▸ **What you should do**
The word to look for is "covered". Report every line of the entries below that has it.

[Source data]

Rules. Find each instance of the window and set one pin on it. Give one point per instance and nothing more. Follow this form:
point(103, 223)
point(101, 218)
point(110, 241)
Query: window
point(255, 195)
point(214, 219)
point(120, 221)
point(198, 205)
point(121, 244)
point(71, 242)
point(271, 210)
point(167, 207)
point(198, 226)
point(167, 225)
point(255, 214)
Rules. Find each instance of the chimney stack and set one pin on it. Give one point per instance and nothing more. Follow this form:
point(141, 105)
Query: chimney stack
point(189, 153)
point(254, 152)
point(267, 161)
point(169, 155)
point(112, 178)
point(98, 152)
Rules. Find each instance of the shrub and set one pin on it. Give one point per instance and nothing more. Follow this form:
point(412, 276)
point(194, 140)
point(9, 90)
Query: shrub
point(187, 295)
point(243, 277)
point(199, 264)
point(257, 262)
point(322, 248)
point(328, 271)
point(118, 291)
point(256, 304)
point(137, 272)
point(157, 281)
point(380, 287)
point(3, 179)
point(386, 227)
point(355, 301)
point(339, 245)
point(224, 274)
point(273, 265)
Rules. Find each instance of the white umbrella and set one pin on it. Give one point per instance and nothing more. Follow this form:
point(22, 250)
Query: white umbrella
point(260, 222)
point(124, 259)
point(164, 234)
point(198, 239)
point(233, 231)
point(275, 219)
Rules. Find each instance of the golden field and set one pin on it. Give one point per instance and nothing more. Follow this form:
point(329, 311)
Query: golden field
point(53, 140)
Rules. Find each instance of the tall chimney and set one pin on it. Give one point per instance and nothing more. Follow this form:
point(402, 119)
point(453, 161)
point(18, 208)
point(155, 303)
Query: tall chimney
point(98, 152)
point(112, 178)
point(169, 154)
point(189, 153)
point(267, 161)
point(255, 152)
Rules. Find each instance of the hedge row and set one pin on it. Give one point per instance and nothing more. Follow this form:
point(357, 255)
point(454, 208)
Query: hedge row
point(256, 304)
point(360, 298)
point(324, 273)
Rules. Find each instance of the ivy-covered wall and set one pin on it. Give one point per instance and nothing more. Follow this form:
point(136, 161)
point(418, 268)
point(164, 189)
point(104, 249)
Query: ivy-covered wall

▸ **Task output**
Rules. Find each instance of the ivy-covered wall and set one pin on it. Give one point per instance and nothing more. Follow this form:
Query: ivy-covered wall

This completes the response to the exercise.